= Exercise =
Repeat the data that follows in full. Do not include the pictures.

= Entries supplied =
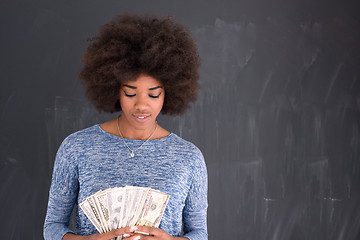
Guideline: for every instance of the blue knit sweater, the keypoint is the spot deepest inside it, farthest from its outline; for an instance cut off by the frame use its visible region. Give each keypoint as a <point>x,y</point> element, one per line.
<point>92,159</point>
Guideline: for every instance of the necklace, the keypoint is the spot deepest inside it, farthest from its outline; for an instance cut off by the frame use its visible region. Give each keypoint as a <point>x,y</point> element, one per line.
<point>132,154</point>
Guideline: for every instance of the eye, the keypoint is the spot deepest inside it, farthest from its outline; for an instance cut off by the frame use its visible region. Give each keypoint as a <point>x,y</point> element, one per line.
<point>155,96</point>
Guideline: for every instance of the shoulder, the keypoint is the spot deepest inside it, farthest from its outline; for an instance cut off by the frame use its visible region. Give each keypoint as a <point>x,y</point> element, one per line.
<point>80,138</point>
<point>184,147</point>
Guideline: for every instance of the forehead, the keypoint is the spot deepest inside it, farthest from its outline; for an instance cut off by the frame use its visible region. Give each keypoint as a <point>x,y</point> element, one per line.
<point>143,80</point>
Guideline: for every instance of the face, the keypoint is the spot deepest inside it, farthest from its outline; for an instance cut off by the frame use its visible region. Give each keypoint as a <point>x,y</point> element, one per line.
<point>141,101</point>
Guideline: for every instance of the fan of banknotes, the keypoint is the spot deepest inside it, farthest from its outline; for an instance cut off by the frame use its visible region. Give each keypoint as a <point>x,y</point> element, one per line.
<point>121,207</point>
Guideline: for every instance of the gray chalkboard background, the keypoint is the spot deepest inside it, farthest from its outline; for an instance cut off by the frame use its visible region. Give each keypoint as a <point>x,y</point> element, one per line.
<point>278,117</point>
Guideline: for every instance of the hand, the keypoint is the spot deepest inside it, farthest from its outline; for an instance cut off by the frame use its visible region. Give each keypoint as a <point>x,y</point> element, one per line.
<point>154,234</point>
<point>127,231</point>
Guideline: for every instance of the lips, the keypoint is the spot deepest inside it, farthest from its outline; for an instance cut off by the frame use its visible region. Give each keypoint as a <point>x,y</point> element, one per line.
<point>141,117</point>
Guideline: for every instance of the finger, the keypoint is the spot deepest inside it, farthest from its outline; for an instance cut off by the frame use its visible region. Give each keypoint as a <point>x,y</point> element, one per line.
<point>140,237</point>
<point>149,230</point>
<point>135,237</point>
<point>118,232</point>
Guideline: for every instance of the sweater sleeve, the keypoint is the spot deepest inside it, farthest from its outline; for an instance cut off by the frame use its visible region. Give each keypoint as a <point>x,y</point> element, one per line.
<point>62,195</point>
<point>195,210</point>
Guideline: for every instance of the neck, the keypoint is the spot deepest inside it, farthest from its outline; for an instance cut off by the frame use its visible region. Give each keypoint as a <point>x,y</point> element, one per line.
<point>126,130</point>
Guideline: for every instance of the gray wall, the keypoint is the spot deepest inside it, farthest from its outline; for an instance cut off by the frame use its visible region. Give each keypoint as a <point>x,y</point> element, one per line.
<point>278,117</point>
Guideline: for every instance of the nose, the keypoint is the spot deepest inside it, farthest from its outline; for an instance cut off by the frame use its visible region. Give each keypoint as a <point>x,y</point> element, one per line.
<point>141,102</point>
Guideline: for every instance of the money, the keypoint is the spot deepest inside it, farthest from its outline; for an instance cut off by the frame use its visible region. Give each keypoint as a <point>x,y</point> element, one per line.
<point>121,207</point>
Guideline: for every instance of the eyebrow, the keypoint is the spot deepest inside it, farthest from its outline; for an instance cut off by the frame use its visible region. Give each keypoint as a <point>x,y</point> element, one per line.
<point>133,87</point>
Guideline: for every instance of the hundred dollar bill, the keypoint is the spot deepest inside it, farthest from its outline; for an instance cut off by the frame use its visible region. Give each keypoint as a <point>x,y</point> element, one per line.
<point>153,209</point>
<point>115,203</point>
<point>85,206</point>
<point>95,211</point>
<point>103,209</point>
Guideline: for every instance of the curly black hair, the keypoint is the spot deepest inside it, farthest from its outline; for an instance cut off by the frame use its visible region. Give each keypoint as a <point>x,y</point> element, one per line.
<point>131,45</point>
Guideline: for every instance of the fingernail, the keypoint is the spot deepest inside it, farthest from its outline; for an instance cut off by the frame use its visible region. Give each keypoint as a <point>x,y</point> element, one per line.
<point>133,228</point>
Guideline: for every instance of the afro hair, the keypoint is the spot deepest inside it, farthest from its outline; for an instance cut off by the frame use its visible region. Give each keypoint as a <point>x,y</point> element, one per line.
<point>131,45</point>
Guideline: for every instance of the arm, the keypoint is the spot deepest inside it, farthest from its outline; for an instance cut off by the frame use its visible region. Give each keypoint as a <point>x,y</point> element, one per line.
<point>62,195</point>
<point>195,210</point>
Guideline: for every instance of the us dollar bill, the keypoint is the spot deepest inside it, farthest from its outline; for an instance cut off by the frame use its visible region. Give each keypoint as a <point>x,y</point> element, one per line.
<point>121,207</point>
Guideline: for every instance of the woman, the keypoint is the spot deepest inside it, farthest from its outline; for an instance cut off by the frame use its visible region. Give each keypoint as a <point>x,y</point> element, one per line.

= Answer =
Guideline: for every instance of the blue knit sweater, the keypoint is the spot deepest inside it, farthest from its outline; for an instance cut off by the frame use its visible region. Give each keypoint as a <point>x,y</point> element, one per line.
<point>92,159</point>
Guideline: for every instance of the necklace, the keypoint is the spot deepest inside it, farthest from its outline; for an instance cut off by the frame use its visible region. Give each keypoint as a <point>x,y</point> element, one per line.
<point>132,154</point>
Guideline: for every instance of the eye, the keypoint is the spot deepest inside it, farthest from its outline; for an instance cut off by the frame use its visible region. Give each keypoint as a <point>x,y</point> element, one per line.
<point>155,96</point>
Guideline: for every instance of the shoulder, the keypoint is the spot deepest inside it, farthest from its outline; for an instance cut off by the frame use its visible region. Give each keypoint as a <point>x,y</point> element, one per line.
<point>80,138</point>
<point>184,147</point>
Guideline: for every instance of the forehead, the keypoint is the spot deepest inside it, farthest from its outline; for an instance cut off by the frame use its visible region. Give each keypoint as a <point>x,y</point> element, one per line.
<point>143,80</point>
Guideline: for every instance of the face, the keypoint is the spot deepest inside it, farthest from its outline; for an instance cut off by the frame use its visible region. Give each keypoint as a <point>x,y</point> element, one per line.
<point>141,101</point>
Guideline: for every instance of the fan of banknotes, the keypoint is the spot deepest inside it, farthest from its outline; for an instance cut off by the frame use its visible region. Give each keypoint as a <point>x,y</point> element, one per line.
<point>121,207</point>
Guideline: for every instance of the gray chalkboard background, the keypoint is the spot deepest inside it, farthest from its outline; for an instance cut off by the frame use its visible region. Give each keypoint as a <point>x,y</point> element, one per line.
<point>278,117</point>
Guideline: for every instance of the hand, the keypoint is the spot deepest inside it, farthest from its outline; for an instance cut off by the frame use its visible region. Give each keypoint as a <point>x,y</point> element, one per line.
<point>154,234</point>
<point>127,231</point>
Guideline: for every instance of the lips, the keypoint is the spot deepest inside it, farthest from its outline; for an instance cut off by the frame use its visible region. Give each keypoint as a <point>x,y</point> element, one per line.
<point>141,117</point>
Guideline: for every instance of the finger, the keypoint is the spot deepest inside it, farthest from its outline; for an instance cut off by the frame use its visible region. Give each keypoint as a <point>x,y</point> element, one per line.
<point>140,237</point>
<point>149,230</point>
<point>135,237</point>
<point>118,232</point>
Guideline: for every instance of the sweater sleeve, the keypoint is the spot deepest inside it, farthest from its outline; for an instance cut off by the frame use its visible region. Give each keypoint as a <point>x,y</point> element, one per line.
<point>62,195</point>
<point>195,210</point>
Guideline: for every instance of the neck, the keypoint is the spot deepest inside it, farthest from its outline; for an instance cut off by the frame use its visible region. Give each keypoint as a <point>x,y</point> element, one per line.
<point>126,130</point>
Guideline: for every instance of the gray wall, the keypoint is the spot deepest inside it, farthest from its outline; for an instance cut off by the frame use its visible region. Give each keypoint as a <point>x,y</point> element, one per line.
<point>278,117</point>
Guideline: for every instance of the nose, the keypoint is the spot deepest inside it, farthest from its outline; for an instance cut off by the frame use its visible region. Give each keypoint as a <point>x,y</point> element, one per line.
<point>141,102</point>
Guideline: for every instance of the money, the keypoint is the spot deepest inside it, farthest from its outline; for an instance cut off by the frame use its visible region. Give each keypoint as a <point>x,y</point> element, one per line.
<point>121,207</point>
Guideline: for every instance of the eyebrow, the keypoint is the spot deepest inside it, farthest from its outline; for an instance cut off by the frame use its visible region. Give each keypoint as a <point>x,y</point> element, one per line.
<point>133,87</point>
Guideline: for every instance of the hundred dollar bill, the keypoint is the spot deepest inside it, farthest from its outline; for an instance cut off by the frame use its visible region. Give each keypoint as a <point>x,y</point> element, one per line.
<point>153,209</point>
<point>115,203</point>
<point>85,206</point>
<point>95,211</point>
<point>103,209</point>
Guideline: for every instance of the curly black hair, the keypoint is the spot deepest inside it, farthest from its outline; for an instance cut off by the frame use its visible region. Give each keypoint as a <point>x,y</point> element, one per line.
<point>131,45</point>
Guideline: for every instance of the fingernail, the keypoint is the spot deepest inside it, farthest from its outline; for an instance cut off by the frame use its visible region. Give each keypoint as a <point>x,y</point> element, one per line.
<point>133,228</point>
Guideline: for every instance of the afro hair, the keypoint is the spot deepest inside it, farthest from its outline; for an instance cut off by the frame use its visible region. Give each keypoint as a <point>x,y</point> element, one per line.
<point>131,45</point>
Guideline: for every instance of the arm, the keypoint is the spot deepest inside it, farthest from its outline; for an instance cut off by the frame use its visible region. Give each keypoint as a <point>x,y</point> element, one per line.
<point>62,195</point>
<point>195,210</point>
Guideline: for every instance of the us dollar bill, the keypoint is the spot deepest inside it, farthest from its outline; for an instance cut off by the frame use its visible region. Give each keypoint as a <point>x,y</point> element, one per line.
<point>121,207</point>
Guideline: for every instance of the woman, the keypoint is the spot deepest inside it, farthest from its outline; for an instance cut off by the frame use its visible region. Give each keypoint as a <point>x,y</point> element, one per line.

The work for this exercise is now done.